→ Document segment
-=-=-=-=-

We need to prepare for the long haul ahead, where someone, somewhere, will always be reading your email.
The U.S. government might denounce him and others might call him a traitor, but accused National Security Agency (NSA) leaker Edward Snowden got what he wanted. The ongoing series of discourses based on documents Snowden gave to journalists Glenn Greenwald and Laura Poitras have revealed bombshell after bombshell about the widespread intelligence gathering on global communications by the NSA.
These revelations have sparked a global discussion by netizens, media, and governments on the impact of the program on their actions and any potential responses. Now President Obama has announced an official review of the NSA programs to determine whether they match with the nation’s goals or perhaps threaten to undermine the public’s trust.
Opponents of the spying program, like the Electronic Frontier Foundation and Fight for the Future, have rallied their bases and launched a series of campaigns in the press and in the courts. These campaigns have just begun, yet there are already signs that they will have an impact. But even if the public uproar around the spying program continues to stay in the zeitgeist, and even if these campaigns successfully reign in the spying program (and that is a long shot), it will only be one victory in a very long war.

-=-=-=-=-

→ Tasks
(a) Translate into Spanish the following sentence from the NSA surveillance passage: "We need to prepare for the long haul ahead, where someone, somewhere, will always be reading your email."
(b) Using the NSA surveillance passage, answer each question briefly:
(i) To which journalists did Edward Snowden give documents?
(ii) What has President Obama announced regarding the NSA programs?
(iii) Which two organizations are named as opponents of the spying program?
(c) Copy out everything in the NSA surveillance passage from "These revelations have" down to "very long war.".

[Point labeling dataset excerpts]
-=-=-=-=-

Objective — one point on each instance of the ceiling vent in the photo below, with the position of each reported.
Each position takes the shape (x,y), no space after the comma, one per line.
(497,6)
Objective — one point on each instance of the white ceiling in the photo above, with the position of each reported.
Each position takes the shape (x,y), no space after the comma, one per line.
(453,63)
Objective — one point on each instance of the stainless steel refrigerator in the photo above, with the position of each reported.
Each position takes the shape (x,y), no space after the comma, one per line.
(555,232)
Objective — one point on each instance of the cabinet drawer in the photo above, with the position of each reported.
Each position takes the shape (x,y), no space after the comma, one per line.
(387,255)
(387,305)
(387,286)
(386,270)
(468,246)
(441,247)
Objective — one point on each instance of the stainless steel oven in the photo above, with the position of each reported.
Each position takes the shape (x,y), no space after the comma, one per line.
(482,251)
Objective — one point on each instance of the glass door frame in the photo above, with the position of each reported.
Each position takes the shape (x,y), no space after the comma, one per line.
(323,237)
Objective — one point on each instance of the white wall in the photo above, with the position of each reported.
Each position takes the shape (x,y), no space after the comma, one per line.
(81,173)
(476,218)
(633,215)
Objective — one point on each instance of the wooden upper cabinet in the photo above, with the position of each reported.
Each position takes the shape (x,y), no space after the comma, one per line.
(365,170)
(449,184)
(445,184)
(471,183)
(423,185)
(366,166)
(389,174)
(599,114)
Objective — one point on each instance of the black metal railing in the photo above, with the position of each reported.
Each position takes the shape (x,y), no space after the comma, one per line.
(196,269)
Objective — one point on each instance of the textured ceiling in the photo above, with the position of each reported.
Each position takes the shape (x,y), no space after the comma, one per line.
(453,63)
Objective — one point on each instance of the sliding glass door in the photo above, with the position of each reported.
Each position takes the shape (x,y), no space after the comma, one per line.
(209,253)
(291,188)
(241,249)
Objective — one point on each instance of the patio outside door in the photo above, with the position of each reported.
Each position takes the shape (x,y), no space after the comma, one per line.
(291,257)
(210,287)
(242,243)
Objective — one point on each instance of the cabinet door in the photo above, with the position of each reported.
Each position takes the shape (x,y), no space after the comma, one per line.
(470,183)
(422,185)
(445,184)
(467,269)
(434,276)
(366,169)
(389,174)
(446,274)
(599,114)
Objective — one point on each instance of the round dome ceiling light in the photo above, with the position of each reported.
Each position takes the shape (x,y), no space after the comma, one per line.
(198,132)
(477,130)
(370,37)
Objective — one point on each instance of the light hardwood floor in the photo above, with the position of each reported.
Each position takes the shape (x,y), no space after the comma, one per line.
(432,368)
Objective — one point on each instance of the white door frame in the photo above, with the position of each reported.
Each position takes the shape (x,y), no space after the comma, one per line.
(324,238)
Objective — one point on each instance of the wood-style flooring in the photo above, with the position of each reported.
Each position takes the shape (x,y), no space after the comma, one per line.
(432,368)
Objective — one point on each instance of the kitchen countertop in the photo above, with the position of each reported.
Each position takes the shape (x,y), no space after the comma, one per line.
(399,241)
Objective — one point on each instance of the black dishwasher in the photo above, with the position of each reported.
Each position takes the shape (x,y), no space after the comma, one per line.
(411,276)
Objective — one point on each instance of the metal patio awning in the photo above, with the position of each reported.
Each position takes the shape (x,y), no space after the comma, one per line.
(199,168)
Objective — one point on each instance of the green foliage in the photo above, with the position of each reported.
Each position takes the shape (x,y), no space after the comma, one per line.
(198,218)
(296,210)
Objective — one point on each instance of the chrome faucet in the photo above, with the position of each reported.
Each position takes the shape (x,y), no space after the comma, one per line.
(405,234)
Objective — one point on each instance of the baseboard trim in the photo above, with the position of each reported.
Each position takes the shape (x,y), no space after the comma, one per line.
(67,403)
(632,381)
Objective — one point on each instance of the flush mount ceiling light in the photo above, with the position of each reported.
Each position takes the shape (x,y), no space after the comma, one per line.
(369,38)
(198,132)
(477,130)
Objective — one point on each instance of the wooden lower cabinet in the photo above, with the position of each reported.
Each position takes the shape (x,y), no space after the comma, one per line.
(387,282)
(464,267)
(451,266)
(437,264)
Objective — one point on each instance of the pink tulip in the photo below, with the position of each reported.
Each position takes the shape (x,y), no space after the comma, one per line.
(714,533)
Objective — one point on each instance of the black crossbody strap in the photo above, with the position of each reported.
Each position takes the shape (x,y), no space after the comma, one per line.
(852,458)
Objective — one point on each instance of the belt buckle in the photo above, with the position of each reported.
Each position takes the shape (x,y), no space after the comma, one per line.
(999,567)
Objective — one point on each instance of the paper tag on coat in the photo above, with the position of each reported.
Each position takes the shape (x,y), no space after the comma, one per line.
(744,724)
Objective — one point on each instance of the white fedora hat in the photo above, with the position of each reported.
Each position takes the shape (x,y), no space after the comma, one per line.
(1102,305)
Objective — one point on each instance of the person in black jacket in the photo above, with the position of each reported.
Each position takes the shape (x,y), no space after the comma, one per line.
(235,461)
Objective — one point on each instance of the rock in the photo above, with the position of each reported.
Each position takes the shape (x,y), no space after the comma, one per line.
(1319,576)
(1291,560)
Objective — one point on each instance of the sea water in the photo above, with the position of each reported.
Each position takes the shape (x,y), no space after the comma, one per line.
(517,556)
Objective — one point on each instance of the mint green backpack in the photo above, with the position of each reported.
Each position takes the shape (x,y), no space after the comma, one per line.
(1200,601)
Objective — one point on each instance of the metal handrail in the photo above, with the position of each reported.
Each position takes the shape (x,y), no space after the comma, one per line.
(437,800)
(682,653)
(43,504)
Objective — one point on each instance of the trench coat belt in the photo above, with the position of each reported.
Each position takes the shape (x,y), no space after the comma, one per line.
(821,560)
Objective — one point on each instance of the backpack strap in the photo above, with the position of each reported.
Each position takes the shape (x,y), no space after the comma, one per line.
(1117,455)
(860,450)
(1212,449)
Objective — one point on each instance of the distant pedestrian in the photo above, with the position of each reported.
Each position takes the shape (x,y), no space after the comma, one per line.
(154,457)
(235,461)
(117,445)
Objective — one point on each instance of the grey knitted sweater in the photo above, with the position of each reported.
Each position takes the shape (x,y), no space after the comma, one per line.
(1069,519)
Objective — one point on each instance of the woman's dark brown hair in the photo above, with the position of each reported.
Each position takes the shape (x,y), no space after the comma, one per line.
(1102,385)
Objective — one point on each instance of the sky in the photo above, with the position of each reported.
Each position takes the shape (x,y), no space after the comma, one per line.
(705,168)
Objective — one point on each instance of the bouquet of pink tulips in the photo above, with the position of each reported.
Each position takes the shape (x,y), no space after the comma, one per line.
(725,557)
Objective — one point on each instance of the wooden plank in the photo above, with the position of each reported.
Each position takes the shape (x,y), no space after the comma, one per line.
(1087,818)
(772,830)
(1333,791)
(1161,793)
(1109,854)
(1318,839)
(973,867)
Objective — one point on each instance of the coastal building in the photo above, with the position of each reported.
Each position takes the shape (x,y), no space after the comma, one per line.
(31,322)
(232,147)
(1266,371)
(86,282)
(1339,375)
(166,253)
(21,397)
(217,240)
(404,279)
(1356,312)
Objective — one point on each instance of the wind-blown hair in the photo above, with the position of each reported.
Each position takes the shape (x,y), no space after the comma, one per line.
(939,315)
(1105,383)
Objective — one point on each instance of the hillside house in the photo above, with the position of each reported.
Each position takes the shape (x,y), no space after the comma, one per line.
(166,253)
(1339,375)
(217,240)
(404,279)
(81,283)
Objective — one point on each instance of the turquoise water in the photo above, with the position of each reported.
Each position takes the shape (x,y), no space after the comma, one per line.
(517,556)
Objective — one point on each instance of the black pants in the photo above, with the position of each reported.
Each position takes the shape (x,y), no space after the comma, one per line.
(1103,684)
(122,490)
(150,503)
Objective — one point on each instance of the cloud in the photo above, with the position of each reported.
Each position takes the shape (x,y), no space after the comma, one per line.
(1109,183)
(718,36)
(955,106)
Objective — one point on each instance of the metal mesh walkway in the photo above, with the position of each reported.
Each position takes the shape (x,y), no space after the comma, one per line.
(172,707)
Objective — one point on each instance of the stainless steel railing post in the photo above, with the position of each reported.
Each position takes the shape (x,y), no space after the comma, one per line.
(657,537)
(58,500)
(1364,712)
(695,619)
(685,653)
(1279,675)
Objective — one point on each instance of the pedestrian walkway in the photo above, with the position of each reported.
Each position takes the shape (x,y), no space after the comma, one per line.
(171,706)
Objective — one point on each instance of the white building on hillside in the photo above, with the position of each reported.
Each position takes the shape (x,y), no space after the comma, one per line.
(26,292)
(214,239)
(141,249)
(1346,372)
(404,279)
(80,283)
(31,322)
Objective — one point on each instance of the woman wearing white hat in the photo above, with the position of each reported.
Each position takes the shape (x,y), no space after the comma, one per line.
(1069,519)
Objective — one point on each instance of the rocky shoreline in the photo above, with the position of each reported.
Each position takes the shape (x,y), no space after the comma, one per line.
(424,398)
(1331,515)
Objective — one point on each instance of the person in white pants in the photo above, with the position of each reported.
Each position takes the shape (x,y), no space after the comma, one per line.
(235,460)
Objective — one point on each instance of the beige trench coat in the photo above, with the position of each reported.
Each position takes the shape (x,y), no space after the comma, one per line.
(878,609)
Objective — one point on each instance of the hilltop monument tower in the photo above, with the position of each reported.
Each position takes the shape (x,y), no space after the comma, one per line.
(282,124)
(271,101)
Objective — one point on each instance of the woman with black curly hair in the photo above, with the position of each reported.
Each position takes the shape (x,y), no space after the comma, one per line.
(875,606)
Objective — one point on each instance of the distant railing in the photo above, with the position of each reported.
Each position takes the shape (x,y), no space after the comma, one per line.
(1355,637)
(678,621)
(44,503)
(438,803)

-=-=-=-=-

→ Responses for each task
(a) Debemos prepararnos para el largo camino que tenemos por delante, en el que alguien, en algún lugar, siempre estará leyendo su correo electrónico.

(b)
(i) Glenn Greenwald and Laura Poitras.
(ii) An official review of the NSA programs.
(iii) The Electronic Frontier Foundation and Fight for the Future.

(c)
These revelations have sparked a global discussion by netizens, media, and governments on the impact of the program on their actions and any potential responses. Now President Obama has announced an official review of the NSA programs to determine whether they match with the nation’s goals or perhaps threaten to undermine the public’s trust.
Opponents of the spying program, like the Electronic Frontier Foundation and Fight for the Future, have rallied their bases and launched a series of campaigns in the press and in the courts. These campaigns have just begun, yet there are already signs that they will have an impact. But even if the public uproar around the spying program continues to stay in the zeitgeist, and even if these campaigns successfully reign in the spying program (and that is a long shot), it will only be one victory in a very long war.